What needs to be done:
The answer is to contain only the line containing "[mark] the foreground" and the lines after it through the last one, each reproduced exactly as it appears below.
------------
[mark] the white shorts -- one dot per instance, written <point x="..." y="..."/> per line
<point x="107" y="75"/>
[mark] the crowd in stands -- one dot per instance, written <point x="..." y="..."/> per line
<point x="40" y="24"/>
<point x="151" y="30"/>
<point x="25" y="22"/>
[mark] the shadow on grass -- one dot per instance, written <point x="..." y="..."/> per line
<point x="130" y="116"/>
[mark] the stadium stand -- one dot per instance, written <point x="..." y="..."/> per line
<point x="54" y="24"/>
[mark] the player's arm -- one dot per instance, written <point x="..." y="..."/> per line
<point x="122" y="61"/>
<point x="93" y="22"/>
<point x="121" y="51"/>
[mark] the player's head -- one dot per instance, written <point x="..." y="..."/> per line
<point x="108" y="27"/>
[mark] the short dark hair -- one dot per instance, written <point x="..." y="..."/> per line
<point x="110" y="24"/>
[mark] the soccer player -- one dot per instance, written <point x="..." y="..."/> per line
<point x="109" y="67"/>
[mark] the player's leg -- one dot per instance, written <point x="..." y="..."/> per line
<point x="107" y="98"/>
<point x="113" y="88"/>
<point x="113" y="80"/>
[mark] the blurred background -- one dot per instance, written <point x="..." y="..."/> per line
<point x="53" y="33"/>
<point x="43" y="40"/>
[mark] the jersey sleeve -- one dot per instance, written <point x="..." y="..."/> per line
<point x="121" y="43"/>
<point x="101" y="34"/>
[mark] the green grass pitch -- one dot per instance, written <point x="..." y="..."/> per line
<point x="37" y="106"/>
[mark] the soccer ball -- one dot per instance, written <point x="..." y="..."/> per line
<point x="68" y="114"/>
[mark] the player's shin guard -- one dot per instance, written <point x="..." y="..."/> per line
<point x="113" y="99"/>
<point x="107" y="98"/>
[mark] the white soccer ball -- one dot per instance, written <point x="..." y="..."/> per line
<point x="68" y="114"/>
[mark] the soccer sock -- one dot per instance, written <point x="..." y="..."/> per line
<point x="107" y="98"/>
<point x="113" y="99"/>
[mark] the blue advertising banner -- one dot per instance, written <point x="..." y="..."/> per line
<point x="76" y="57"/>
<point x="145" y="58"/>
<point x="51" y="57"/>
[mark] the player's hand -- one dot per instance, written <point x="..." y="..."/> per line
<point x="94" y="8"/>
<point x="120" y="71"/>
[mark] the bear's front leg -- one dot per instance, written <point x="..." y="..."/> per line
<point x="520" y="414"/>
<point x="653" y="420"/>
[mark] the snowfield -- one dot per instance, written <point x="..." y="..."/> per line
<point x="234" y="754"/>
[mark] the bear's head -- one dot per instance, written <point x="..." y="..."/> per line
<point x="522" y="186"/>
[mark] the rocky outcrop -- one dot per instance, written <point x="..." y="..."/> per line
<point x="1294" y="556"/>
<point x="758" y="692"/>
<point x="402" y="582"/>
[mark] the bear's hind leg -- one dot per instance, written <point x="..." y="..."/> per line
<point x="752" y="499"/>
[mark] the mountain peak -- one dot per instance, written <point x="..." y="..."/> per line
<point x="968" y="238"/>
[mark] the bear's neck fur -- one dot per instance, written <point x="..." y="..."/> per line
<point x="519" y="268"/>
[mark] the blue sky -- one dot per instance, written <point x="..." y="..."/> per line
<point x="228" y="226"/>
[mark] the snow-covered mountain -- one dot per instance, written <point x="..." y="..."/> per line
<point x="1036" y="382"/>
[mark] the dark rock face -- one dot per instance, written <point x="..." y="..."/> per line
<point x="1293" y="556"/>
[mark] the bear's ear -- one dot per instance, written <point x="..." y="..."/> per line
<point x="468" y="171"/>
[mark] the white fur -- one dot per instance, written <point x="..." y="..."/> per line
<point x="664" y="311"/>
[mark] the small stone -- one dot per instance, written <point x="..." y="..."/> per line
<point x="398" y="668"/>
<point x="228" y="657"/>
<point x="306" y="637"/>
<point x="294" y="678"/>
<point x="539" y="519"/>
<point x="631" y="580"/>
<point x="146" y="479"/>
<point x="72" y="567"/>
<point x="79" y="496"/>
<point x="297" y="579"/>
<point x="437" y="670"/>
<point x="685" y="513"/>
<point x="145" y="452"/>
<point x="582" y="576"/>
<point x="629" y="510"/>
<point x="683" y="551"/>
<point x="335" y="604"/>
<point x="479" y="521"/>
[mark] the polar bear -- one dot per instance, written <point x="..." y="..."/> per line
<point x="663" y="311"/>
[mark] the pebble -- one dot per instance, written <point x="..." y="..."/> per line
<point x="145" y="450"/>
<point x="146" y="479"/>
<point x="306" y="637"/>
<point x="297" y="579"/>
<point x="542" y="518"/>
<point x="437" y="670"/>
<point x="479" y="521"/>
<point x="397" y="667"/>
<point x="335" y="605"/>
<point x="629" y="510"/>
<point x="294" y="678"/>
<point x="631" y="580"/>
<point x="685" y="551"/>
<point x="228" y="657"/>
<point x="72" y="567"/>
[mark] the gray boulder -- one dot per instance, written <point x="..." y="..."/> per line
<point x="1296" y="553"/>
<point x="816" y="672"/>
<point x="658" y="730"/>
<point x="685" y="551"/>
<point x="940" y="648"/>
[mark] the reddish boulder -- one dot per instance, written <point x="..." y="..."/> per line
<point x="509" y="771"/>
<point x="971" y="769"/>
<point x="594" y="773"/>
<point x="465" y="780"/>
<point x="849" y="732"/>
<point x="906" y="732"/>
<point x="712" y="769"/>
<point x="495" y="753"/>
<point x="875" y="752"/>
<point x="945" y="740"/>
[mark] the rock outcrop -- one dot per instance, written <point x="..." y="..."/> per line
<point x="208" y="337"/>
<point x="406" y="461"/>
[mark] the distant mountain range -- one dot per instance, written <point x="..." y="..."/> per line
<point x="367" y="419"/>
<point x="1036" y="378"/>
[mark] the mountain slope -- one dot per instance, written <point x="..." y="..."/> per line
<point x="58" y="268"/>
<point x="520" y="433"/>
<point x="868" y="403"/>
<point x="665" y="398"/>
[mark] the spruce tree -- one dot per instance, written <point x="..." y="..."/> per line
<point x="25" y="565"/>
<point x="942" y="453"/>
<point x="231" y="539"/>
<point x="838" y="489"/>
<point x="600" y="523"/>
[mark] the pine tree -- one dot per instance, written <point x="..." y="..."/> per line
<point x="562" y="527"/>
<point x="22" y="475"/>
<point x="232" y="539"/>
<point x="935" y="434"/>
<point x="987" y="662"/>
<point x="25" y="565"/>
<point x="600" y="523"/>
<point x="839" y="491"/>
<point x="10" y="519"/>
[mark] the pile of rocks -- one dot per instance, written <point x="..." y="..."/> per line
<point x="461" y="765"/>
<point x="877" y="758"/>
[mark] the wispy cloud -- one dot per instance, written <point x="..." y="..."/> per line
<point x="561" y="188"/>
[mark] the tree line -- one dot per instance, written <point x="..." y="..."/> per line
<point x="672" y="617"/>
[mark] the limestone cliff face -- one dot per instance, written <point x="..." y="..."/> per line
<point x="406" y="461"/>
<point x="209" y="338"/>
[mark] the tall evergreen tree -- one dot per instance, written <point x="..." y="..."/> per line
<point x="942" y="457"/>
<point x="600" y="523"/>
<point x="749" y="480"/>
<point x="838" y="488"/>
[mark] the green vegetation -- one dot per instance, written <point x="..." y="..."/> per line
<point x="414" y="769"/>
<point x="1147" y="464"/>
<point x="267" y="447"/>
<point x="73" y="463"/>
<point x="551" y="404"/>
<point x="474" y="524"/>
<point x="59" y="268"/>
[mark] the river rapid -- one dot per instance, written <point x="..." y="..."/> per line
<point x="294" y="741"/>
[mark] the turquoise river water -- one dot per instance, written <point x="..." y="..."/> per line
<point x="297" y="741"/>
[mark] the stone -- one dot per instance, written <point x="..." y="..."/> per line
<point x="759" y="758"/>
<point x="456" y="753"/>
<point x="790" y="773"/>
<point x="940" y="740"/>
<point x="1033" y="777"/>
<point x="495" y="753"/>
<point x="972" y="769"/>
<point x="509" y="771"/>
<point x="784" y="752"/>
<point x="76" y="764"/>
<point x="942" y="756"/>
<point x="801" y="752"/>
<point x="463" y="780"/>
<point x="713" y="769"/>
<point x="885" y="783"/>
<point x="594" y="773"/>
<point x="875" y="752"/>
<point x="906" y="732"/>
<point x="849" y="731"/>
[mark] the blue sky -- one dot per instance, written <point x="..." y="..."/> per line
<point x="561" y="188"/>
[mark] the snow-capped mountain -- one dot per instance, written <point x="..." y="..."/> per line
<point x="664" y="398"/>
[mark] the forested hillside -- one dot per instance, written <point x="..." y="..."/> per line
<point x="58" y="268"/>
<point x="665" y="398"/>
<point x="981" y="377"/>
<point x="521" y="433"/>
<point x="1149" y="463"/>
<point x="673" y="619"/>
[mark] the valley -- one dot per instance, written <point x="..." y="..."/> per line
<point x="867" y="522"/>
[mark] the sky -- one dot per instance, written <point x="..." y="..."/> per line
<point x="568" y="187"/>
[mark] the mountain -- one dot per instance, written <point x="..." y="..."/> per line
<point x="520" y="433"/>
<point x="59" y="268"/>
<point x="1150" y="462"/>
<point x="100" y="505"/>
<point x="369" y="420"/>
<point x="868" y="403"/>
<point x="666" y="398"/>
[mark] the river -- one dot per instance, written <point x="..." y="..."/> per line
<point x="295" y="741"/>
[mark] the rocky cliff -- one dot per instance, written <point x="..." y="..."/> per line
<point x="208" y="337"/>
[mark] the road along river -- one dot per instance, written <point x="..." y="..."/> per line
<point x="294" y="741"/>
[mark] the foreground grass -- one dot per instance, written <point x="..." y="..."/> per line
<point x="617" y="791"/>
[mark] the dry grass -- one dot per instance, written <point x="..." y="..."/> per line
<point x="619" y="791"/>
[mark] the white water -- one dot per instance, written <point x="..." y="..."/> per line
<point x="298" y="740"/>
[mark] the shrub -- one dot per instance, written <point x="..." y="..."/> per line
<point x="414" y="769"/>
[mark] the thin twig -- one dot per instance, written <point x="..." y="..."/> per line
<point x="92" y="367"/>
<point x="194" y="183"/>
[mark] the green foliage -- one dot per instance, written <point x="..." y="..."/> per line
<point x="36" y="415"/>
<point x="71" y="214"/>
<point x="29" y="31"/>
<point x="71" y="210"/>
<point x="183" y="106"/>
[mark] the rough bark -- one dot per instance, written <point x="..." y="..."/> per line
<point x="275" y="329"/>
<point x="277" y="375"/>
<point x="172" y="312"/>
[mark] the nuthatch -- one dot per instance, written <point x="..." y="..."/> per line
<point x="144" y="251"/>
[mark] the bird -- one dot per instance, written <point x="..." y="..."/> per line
------------
Answer:
[mark] the foreground grass -- one dot per instance, written <point x="..." y="..."/> per line
<point x="617" y="791"/>
[mark] the dry grass -- one dot per instance, written <point x="..." y="..."/> per line
<point x="619" y="791"/>
[mark] the white water -- one dot per instance, written <point x="..." y="..."/> per line
<point x="298" y="740"/>
[mark] the shrub -- one dot per instance, written <point x="..." y="..."/> per line
<point x="414" y="769"/>
[mark] the thin twig -- one dot per instance, written <point x="..." y="..."/> per line
<point x="92" y="367"/>
<point x="194" y="183"/>
[mark] the green foliage -- one dot per instance, written <point x="..." y="..."/> per line
<point x="36" y="415"/>
<point x="71" y="214"/>
<point x="29" y="31"/>
<point x="71" y="210"/>
<point x="183" y="106"/>
[mark] the rough bark -- one dot per instance, written <point x="..." y="..."/> per line
<point x="275" y="329"/>
<point x="277" y="375"/>
<point x="172" y="312"/>
[mark] the nuthatch -- one dot per instance, written <point x="..." y="..."/> per line
<point x="144" y="251"/>
[mark] the bird -- one dot per instance, written <point x="..." y="..."/> per line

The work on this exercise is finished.